TASKS AND EXERCISES -
• A. In the testosterone study abstract, transcribe the passage from "Testosterone is essential" to "skeletal muscle mass.".
• B. Name every institution listed in the affiliations line of the testosterone study abstract.
• C. Resume the testosterone study abstract after its final sentence.

1Brigham and Women's Hospital, Boston, MA, USA, 2Harvard Stem Cell Institute, Boston, MA, USA, 3Beth Israel Deaconess Medical Center, Boston, MA, USA, 4Drew University, Los Angeles, CA, USA.
Testosterone is essential for skeletal muscle rejuvenation of aged mice in heterochronic parabiosis
Purpose: In a murine model of heterochronic parabiosis, in which an old mouse is surgically joined to a young mouse and develop a shared circulation, there is an improvement of resident skeletal muscle stem cell myogenic potential in the old mouse. Serum factor(s) responsible for this improvement are not yet identified. This study examines the role of testosterone in skeletal muscle rejuvenation within the parabiotic model and of skeletal muscle stem cells in maintaining skeletal muscle mass.
Methods: We established the following heterochronic parabioses between young (Y; 4 months old) and old (O; 22-23 months old) male mice: 1) Y: O; 2) castrated Y: O; and 3) Castrated + testosterone-treated Y: O. A group of young and old mice received empty implants and were used as controls. Parabiotic pairings were maintained for 4 weeks prior to analysis. At that time, mice were sacrificed and the hind limb skeletal musculature was assessed for mass, cross-sectional fiber area, and Notch-1 levels (known to increase during skeletal muscle regeneration). Serum testosterone levels were determined as well. Electron microscopy was utilized to evaluate ultrastructural changes in hind limb skeletal musculature following parabiosis. Statistical significance was defined as p <0.05.
Results: Serum testosterone levels were 3-fold higher in young wild type mice in comparison with aged mice. Old mice paired with wild-type or testosterone-treated orchiectomized young partners demonstrated significantly elevated levels of serum testosterone. Intriguingly, parabiosis with testosterone-treated orchiectomized young mice but not with castrated young partners fully reversed the age-related changes in gastrocnemius muscle weight, muscle ultrastructure (Figure 1), and muscle fiber cross-sectional area. Testosterone supplementation further restored Notch 1 expression to levels seen in young controls.

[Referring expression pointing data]
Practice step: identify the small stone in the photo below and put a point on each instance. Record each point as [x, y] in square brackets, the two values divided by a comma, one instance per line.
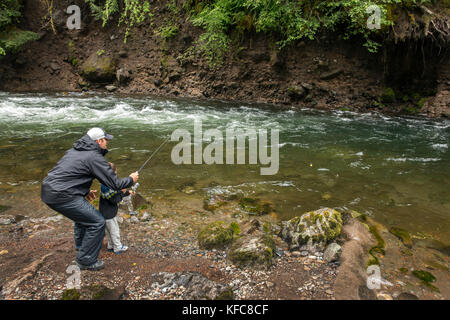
[296, 253]
[111, 88]
[384, 296]
[332, 252]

ANSWERS -
• A.
Testosterone is essential for skeletal muscle rejuvenation of aged mice in heterochronic parabiosis
Purpose: In a murine model of heterochronic parabiosis, in which an old mouse is surgically joined to a young mouse and develop a shared circulation, there is an improvement of resident skeletal muscle stem cell myogenic potential in the old mouse. Serum factor(s) responsible for this improvement are not yet identified. This study examines the role of testosterone in skeletal muscle rejuvenation within the parabiotic model and of skeletal muscle stem cells in maintaining skeletal muscle mass.

• B. Brigham and Women's Hospital; Harvard Stem Cell Institute; Beth Israel Deaconess Medical Center; Drew University

• C.
Conclusions: These novel findings point to a critical role of testosterone in restoring a systemic environment that favors skeletal muscle rejuvenation in aging. Further refinement in our understanding of testosterone-mediated signaling changes that occur in herterochronic parabiosis is necessary for the development of pharmaceutical or stem-cell therapies for improving muscle regeneration in diseases of muscle wasting.
Figure 1. Representative electron microscopic image of gastrocnemius muscle from a young (Y) mouse exhibits normal cytoarchitecture and sarcomere organization with numerous mitochondria (arrow). Muscle from an old mouse (O) exhibits perturbed muscle ultrastructure, including IML accumulation (L) and formation of large areas of tubular aggregation (TA). Muscle from an aged parabiont (Y:O) demonstrates no IML accumulation and smaller areas of TA. In contrast, muscles from aged partners of heterochronic parabionts with castrated
young mice (ØY:O) show larger areas of TA formation and vacuolated (V) and swollen mitochondria with broken cristae (asterisk). Parabiosis with castrated plus testosterone-treated young mice (ØY+T:O) restores normal cytoarchitecture and sarcomere organization with abundant hypertrophied mitochondria in aged mice. Scale bar = 2.5 μm.